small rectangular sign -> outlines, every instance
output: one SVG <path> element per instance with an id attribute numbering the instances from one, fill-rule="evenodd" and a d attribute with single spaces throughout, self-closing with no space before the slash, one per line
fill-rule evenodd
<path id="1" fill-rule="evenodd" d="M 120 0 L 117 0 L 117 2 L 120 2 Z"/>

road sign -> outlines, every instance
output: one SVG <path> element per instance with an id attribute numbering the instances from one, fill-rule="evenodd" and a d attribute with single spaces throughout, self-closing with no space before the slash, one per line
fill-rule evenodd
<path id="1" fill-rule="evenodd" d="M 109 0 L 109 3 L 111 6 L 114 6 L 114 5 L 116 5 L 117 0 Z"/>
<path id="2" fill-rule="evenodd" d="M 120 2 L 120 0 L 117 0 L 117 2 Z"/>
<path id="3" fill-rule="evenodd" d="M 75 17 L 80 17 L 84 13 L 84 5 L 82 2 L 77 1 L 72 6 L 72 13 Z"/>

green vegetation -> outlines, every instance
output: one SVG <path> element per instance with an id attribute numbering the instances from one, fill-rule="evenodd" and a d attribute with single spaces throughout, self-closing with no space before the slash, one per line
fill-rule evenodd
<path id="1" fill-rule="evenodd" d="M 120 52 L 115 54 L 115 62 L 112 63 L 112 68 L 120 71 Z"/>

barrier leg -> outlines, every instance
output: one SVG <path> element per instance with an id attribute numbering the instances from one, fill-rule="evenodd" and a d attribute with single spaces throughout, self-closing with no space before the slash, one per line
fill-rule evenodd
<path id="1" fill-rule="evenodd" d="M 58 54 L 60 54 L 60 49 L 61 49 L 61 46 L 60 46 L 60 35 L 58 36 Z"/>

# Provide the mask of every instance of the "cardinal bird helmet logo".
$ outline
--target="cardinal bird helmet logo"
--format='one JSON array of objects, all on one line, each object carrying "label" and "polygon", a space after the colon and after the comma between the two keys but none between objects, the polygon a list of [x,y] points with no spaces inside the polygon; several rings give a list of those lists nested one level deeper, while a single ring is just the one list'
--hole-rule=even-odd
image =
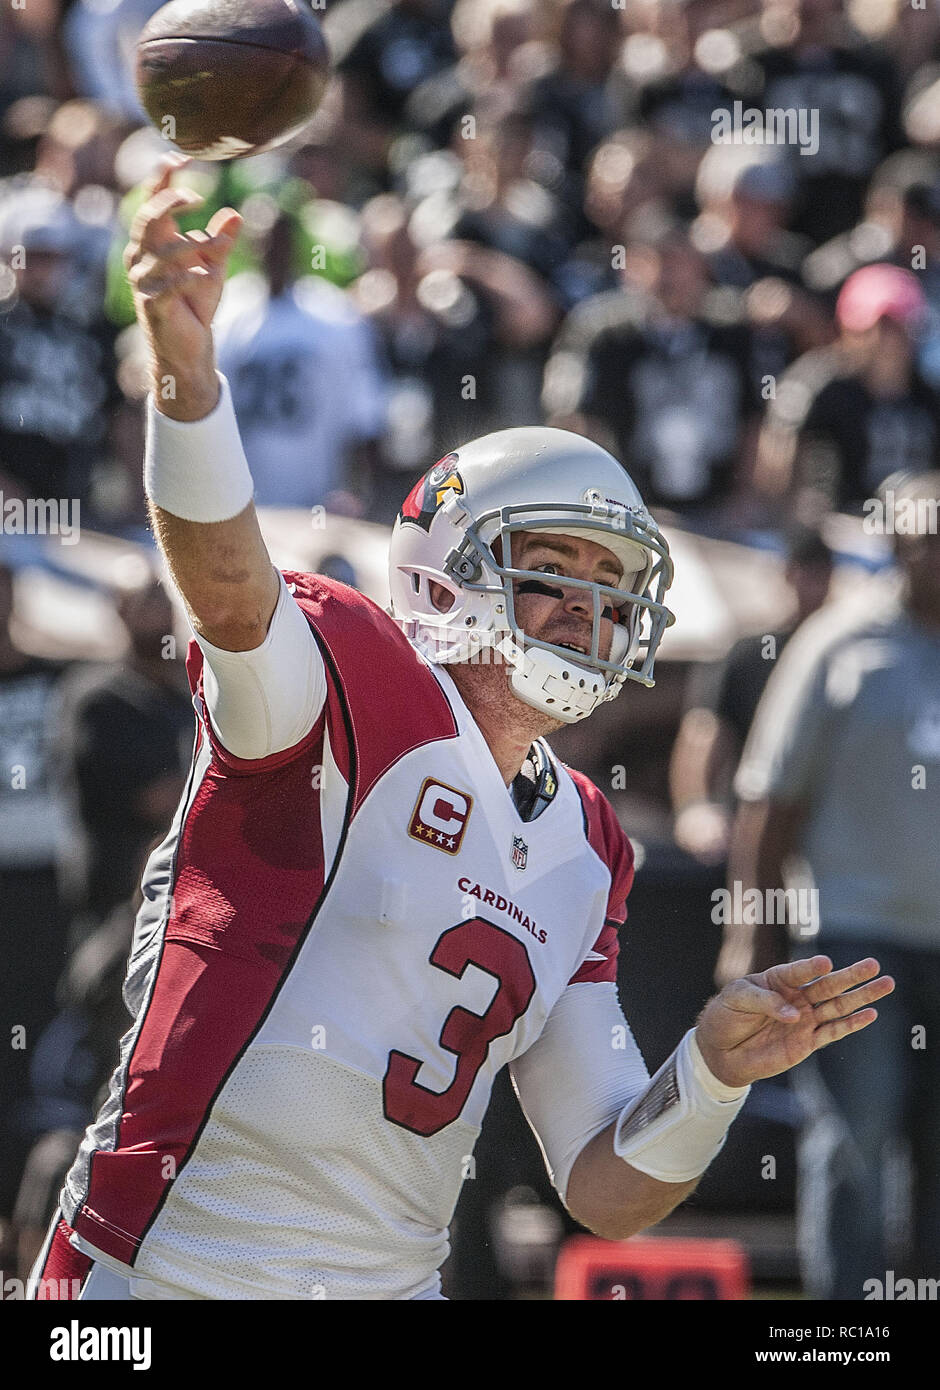
[{"label": "cardinal bird helmet logo", "polygon": [[430,531],[434,513],[447,492],[463,492],[463,478],[457,472],[457,454],[445,454],[424,477],[415,483],[398,513],[401,521],[410,521],[422,530]]}]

■ ■ ■ ■ ■

### EXERCISE DESCRIPTION
The lines to return are those holding the string "every" anywhere in the listing above.

### SOLUTION FOR THIS EXERCISE
small rectangular sign -> outlines, every instance
road sign -> outlines, every instance
green vegetation -> outlines, every instance
barrier leg -> outlines, every instance
# Provide the mask of every instance of the "cardinal bird helmet logo".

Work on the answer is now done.